[O que se pede]
1. De acordo com o trecho da fonte, por qual emissora e em que ano a peça "Todos os que caem" foi transmitida como novela de rádio?
2. Enumere todos os traços do comportamento dos indivíduos que, segundo o trecho da fonte, Beckett compreendia já conterem o bastante para conferir a condição de absurdo.

[Trecho da fonte]

Samuel Beckett escreveu uma das mais preciosas peças do teatro do absurdo: preciosa por ter uma grande dramaturgia, mais preciosa ainda por ser precisa em deixar ao final uma sensação no espectador de um ‘soco na boca do estômago’, um vazio e uma sensação que não há justiça, verdade ou ética que sobreviva a degeneração da condição humana. A peça se chama ‘Todos os que caem’, um texto clássico do Teatro do Absurdo.

A peça foi escrita para ser uma novela de rádio, transmitida pela BBC de Londres, em 1956. É muito agradável o relato da história e, inicialmente, não parece ter nada de absurda, aliás, este foi o grande talento de Beckett: nunca foi afetado ao ponto de escrever coisas enigmáticas ou incompreensíveis em seu teatro do absurdo, por certo compreendia que o comportamento dos indivíduos, com suas mediocridades, vilanias, incoerências e fragilidades, já contém suficiente descenso e hipocrisia que confere com toda a naturalidade a condição de absurdo. Mas vamos a história (sugiro que leiam ou assistam a peça, é um texto encenado por muitos grupos e companhias, eu vi uma montagem do André Pink que fazia toda a sonoplastia ao vivo, uma das coisas mais lindas que vi no teatro).

Maddy Rooney, ou a Sra. Rooney, é uma senhora idosa e muito graciosa, destas que falam o tempo todo e parecem estar realmente interessadas por qualquer conversa, tipicamente solitária, sempre se queixando do “reumatismo e por não ter filhos”. Num sábado qualquer, segue por uma estrada rural para encontrar o seu velho e amado marido, Dan, que retorna de viagem. Ela já lhe deu uma gravata de aniversário, mas quer fazer uma surpresa e encontrá-lo na estação de trem.

Ao chegar na estação, a Sra. Rooney continua a falar de coisas triviais, banalidades típicas de quem está jogando conversa fora, é uma senhora simpática e muito divertida. O trem está atrasado, demora. Maddy fica preocupada. Quando chega, ela não encontra o Sr. Dan, apenas encontra Jerry, um garoto que sempre recebe uns trocados para levar o Sr. Dan, que é cego, até o táxi. Finalmente, Maddy e Jerry encontram Dan que está estranho e transtornado, irritado e diferente, grosseiro com Maddy Rooney por não ter dispensado o garoto Jerry, já que veio buscá-lo. Jerry tenta ajudá-lo e, subitamente, uma pequena bola de criança, cai do bolso de Dan. Maddy pergunta: o que é aquilo? Dan, resmunga e diz “nada, é só algo que trago comigo”. Ela insiste em saber o que aconteceu com o trem e o que há com Dan. Ele acaba por dizer que está cansado, então é incomodado por crianças, pelos gêmeos Linch, filhos de seu vizinho, que sempre insistem em fustigá-lo e molestá-lo, tem até que corrê-los com a bengala (lembra, então, da vez que os gêmeos jogaram lama nos dois: Maddy e Dan).

[Dados apresentados]
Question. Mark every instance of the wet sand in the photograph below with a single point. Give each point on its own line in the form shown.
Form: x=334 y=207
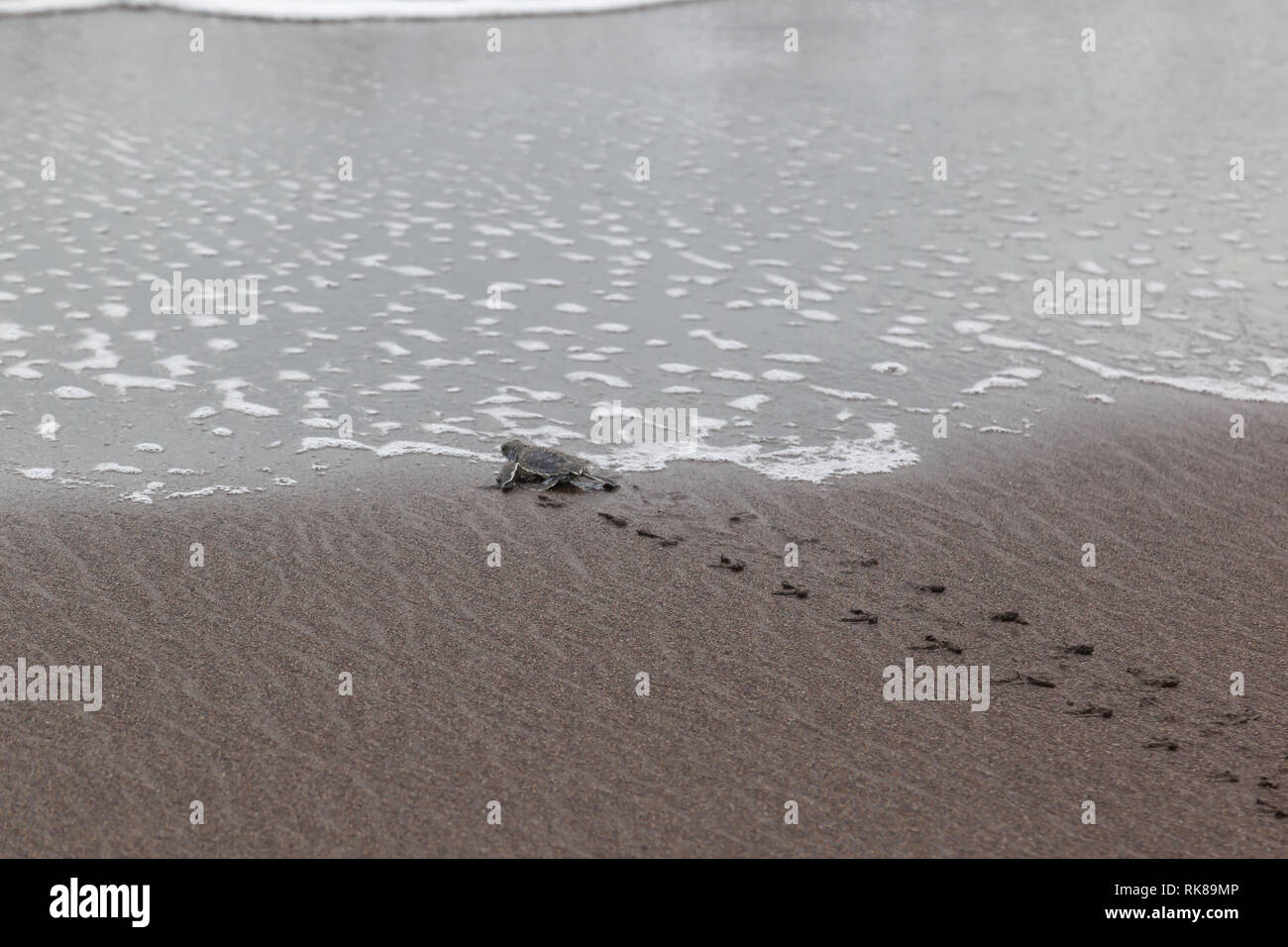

[Respostas às tarefas]
1. Pela BBC de Londres, em 1956.

2. Mediocridades, vilanias, incoerências e fragilidades.